=== Assignment ===
Copy out the data so that nothing differs from the original.

=== Data section ===
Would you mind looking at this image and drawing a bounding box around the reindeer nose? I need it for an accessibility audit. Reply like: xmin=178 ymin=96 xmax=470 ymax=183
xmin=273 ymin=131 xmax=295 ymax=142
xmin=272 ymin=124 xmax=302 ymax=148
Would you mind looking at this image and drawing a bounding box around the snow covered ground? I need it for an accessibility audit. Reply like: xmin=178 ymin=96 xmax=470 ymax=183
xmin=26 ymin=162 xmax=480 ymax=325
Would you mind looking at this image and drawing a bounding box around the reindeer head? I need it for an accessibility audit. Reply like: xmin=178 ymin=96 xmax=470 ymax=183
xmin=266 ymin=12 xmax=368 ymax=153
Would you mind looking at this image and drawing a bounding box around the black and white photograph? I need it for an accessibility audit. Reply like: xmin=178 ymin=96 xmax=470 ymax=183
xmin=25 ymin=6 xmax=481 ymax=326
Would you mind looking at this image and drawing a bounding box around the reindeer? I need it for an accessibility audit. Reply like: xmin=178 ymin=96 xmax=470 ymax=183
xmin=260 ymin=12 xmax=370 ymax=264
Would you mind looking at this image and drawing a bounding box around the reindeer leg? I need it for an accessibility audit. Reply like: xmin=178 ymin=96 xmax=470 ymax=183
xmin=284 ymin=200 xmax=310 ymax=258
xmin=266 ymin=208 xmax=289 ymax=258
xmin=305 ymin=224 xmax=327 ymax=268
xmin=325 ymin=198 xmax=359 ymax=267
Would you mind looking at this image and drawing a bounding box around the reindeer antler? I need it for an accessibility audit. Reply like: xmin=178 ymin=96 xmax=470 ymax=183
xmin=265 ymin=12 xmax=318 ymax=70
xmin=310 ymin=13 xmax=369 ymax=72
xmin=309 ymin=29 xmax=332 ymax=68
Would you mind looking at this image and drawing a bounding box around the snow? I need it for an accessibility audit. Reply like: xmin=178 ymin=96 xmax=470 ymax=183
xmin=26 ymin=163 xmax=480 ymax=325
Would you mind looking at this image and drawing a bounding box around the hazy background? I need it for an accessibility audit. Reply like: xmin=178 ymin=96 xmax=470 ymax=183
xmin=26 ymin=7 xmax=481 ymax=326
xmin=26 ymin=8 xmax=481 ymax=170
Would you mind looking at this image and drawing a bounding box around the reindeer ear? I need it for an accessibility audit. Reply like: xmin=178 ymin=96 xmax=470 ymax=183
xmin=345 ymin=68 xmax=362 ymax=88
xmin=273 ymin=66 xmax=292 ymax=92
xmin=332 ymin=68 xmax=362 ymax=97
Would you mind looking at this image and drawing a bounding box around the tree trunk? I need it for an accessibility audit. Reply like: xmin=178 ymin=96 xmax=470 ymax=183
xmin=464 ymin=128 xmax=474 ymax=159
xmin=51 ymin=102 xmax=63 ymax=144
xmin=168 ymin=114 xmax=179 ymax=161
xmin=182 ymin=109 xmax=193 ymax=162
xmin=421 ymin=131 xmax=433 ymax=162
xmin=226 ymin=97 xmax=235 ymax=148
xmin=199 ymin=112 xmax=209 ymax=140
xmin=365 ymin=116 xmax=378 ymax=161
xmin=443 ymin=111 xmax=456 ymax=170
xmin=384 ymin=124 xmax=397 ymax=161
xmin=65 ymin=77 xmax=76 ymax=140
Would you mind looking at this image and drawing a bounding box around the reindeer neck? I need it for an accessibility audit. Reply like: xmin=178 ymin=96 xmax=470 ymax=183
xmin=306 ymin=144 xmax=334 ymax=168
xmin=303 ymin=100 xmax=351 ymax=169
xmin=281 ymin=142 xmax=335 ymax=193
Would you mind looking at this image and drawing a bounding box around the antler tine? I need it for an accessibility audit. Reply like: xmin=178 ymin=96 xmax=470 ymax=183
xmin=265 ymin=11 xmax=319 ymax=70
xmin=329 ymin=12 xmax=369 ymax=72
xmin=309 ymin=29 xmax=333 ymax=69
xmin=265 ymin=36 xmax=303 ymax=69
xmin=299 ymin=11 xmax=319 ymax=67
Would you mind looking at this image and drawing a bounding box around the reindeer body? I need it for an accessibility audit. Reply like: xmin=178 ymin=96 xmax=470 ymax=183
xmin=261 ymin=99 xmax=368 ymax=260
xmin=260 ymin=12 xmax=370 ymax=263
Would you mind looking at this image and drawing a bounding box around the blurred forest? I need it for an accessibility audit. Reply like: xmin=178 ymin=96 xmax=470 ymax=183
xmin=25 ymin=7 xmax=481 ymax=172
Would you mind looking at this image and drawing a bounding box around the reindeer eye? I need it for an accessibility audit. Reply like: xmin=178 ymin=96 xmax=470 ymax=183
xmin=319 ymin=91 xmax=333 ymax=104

=== Answer to this task ===
Would you mind looking at this image and drawing a bounding box around the reindeer nose? I need it for an accessibility audit. Reply like: xmin=178 ymin=96 xmax=470 ymax=183
xmin=273 ymin=131 xmax=295 ymax=142
xmin=272 ymin=124 xmax=302 ymax=148
Would you mind looking at this image and drawing a bounding box around the snow covered ground? I need it for an accessibility audit. Reply like: xmin=178 ymin=96 xmax=470 ymax=183
xmin=26 ymin=162 xmax=480 ymax=325
Would you mind looking at this image and drawing a bounding box around the reindeer head? I need it for an accessibility audit. Reply like: xmin=178 ymin=96 xmax=470 ymax=183
xmin=266 ymin=12 xmax=368 ymax=153
Would you mind looking at this image and drawing a bounding box around the black and white photograph? I need it for an accessibility audit. Reply like: xmin=178 ymin=96 xmax=470 ymax=183
xmin=25 ymin=6 xmax=481 ymax=326
Would you mind looking at this image and drawing a bounding box around the reindeer? I need it for an accessibility audit. Reply like: xmin=178 ymin=96 xmax=470 ymax=183
xmin=260 ymin=12 xmax=370 ymax=264
Would you mind looking at this image and drawing a bounding box around the reindeer leg? I need it for an accessibility audit. Reply like: xmin=178 ymin=96 xmax=470 ymax=183
xmin=284 ymin=200 xmax=310 ymax=258
xmin=266 ymin=208 xmax=289 ymax=258
xmin=305 ymin=224 xmax=327 ymax=268
xmin=325 ymin=198 xmax=359 ymax=267
Would you mind looking at this image and drawing a bounding box around the reindeer antler? I need it for an accessibility audit. Reply like: xmin=178 ymin=96 xmax=470 ymax=183
xmin=265 ymin=12 xmax=318 ymax=70
xmin=310 ymin=13 xmax=369 ymax=72
xmin=309 ymin=29 xmax=332 ymax=68
Would you mind looking at this image and drawing a bounding box around the snow? I need it for an accessibility audit. Reply like: xmin=178 ymin=96 xmax=470 ymax=183
xmin=26 ymin=163 xmax=480 ymax=325
Would you mind looking at this image and drawing a bounding box around the hazy background? I need it for an accessibility audit. Reply like: xmin=178 ymin=96 xmax=470 ymax=183
xmin=26 ymin=7 xmax=481 ymax=326
xmin=26 ymin=8 xmax=481 ymax=170
Would you mind looking at this image and drawing a bounding box around the reindeer ear? I need it for an accessibility audit. Reply like: xmin=178 ymin=96 xmax=470 ymax=183
xmin=345 ymin=68 xmax=362 ymax=88
xmin=273 ymin=66 xmax=292 ymax=92
xmin=332 ymin=68 xmax=362 ymax=97
Would you mind looking at this image and drawing a bounding box around the tree trunk? I need it for an accessibility audit. Reply like: xmin=178 ymin=96 xmax=470 ymax=183
xmin=464 ymin=128 xmax=474 ymax=159
xmin=51 ymin=102 xmax=63 ymax=144
xmin=168 ymin=114 xmax=179 ymax=161
xmin=182 ymin=109 xmax=193 ymax=162
xmin=421 ymin=131 xmax=433 ymax=162
xmin=226 ymin=97 xmax=235 ymax=148
xmin=199 ymin=112 xmax=209 ymax=140
xmin=365 ymin=116 xmax=378 ymax=161
xmin=443 ymin=111 xmax=456 ymax=170
xmin=384 ymin=124 xmax=397 ymax=161
xmin=65 ymin=77 xmax=76 ymax=140
Would you mind looking at this image and drawing a bounding box around the reindeer neck? I need it for an accessibility audit. Reply like: xmin=178 ymin=96 xmax=470 ymax=183
xmin=306 ymin=144 xmax=334 ymax=168
xmin=303 ymin=100 xmax=351 ymax=169
xmin=281 ymin=142 xmax=335 ymax=193
Would you mind looking at this image and drawing a bounding box around the antler tine? I need it for an accessibility audit. Reply like: xmin=178 ymin=96 xmax=470 ymax=183
xmin=265 ymin=11 xmax=319 ymax=70
xmin=329 ymin=12 xmax=369 ymax=72
xmin=309 ymin=29 xmax=333 ymax=69
xmin=265 ymin=36 xmax=303 ymax=69
xmin=299 ymin=11 xmax=319 ymax=67
Would you mind looking at this image and drawing a bounding box around the reindeer body? I need it for an accessibility audit. Reply like: xmin=178 ymin=96 xmax=470 ymax=183
xmin=261 ymin=99 xmax=368 ymax=260
xmin=260 ymin=12 xmax=370 ymax=263
Would you mind looking at this image and drawing a bounding box around the blurred forest? I need it for an accessibility audit. Reply like: xmin=178 ymin=96 xmax=470 ymax=183
xmin=25 ymin=7 xmax=481 ymax=172
Would you mind looking at this image and drawing a bounding box around the reindeer eye? I need it for an accessibility audit. Reply like: xmin=178 ymin=96 xmax=470 ymax=183
xmin=319 ymin=91 xmax=333 ymax=104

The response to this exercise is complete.